**Work instructions:** Copy the lines below word for word, skipping any image.

**Entries supplied:**
=====

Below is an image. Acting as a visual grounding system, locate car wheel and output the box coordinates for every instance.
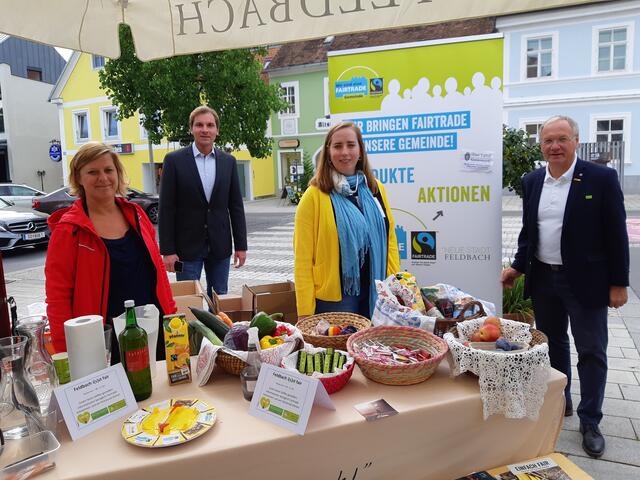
[146,204,159,224]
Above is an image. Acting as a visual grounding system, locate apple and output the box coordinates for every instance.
[478,324,501,342]
[470,332,483,342]
[483,316,502,330]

=====

**Task response:**
Below is an image. Acting as a visual grounding system, locate car wheel and output the box coordinates for every instance.
[146,204,159,224]
Above is an image. Acting as a visual grounding system, locate apple and output the box coordinates for every instance.
[478,324,501,342]
[470,332,483,342]
[483,316,502,330]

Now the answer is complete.